▶ [Text passage]
------------------------------------------------------------------------

Automation of veterinary claims process

Table of Contents

• Problem analysis
  • Problem definition
  • Key parts to solve
  • Constraints, risks, complexities
• Problem decomposition
• System design
  • Key design principles
  • High level components (described in detail in following section)
  • Component details
• Pros and cons of this approach
• Planning
  • Phases in order
• Traditional ML vs LLM
• System at scale (1k claims to 10k to 100k)
• Bonus

Note: some fake documents have been added in the proposal to visually support in the thought process

Problem analysis

Problem definition

From a first principles approach the automation must repeatedly answer the question:

“Given this claim (invoice, veterinary report, policy, pet's medical history if needed), what amount should we reimburse, and why?”

To answer that, the vet team before the automation had to do a series of human sub-decisions:

• Document understanding

  • Is the invoice valid? What are the line items, amounts, dates?
  • What does the vet report say about symptoms, diagnosis, treatment?
  • Does any document mention chronic/pre-existing conditions?
    
    
  
  
  

• Policy application

  • Does this policy cover these types of treatments/conditions?
  • Are there exclusions? Sublimits? Deductibles? Co-pays?

------------------------------------------------------------------------

[Dataset entries]
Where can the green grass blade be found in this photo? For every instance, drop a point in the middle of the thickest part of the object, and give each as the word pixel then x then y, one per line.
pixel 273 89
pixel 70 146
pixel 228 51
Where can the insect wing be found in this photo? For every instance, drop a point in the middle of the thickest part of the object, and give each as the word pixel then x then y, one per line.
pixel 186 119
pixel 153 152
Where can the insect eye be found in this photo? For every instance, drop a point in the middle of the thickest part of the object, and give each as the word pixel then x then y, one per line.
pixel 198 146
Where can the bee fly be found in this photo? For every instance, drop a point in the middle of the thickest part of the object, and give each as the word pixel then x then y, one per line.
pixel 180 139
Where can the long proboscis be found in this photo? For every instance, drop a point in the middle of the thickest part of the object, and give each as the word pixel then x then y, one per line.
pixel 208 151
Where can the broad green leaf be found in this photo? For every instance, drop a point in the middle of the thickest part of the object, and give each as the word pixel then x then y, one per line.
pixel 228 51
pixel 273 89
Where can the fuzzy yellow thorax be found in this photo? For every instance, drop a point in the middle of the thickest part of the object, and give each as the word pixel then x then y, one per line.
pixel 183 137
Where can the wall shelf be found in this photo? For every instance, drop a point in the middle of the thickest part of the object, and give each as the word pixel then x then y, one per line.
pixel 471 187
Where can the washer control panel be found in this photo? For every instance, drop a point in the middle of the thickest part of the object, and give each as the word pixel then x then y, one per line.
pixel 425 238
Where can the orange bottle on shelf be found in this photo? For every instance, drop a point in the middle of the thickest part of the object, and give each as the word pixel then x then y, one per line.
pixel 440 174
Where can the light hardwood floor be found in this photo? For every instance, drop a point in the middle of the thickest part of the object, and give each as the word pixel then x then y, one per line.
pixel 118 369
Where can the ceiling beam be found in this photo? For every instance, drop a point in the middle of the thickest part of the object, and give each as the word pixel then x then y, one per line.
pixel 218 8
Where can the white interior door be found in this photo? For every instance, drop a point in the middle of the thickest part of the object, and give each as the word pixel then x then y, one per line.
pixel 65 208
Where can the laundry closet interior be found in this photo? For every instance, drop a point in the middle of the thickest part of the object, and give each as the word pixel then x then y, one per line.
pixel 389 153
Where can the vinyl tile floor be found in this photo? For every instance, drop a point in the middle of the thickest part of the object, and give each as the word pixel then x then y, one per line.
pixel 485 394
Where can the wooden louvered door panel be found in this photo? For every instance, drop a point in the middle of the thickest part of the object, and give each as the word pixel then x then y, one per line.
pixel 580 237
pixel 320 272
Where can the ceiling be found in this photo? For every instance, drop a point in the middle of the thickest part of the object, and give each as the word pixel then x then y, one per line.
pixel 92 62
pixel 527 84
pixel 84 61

------------------------------------------------------------------------

Reproduce the veterinary claims automation text word for word from "To answer that, the" to "items, amounts, dates?".

To answer that, the vet team before the automation had to do a series of human sub-decisions:

• Document understanding

  • Is the invoice valid? What are the line items, amounts, dates?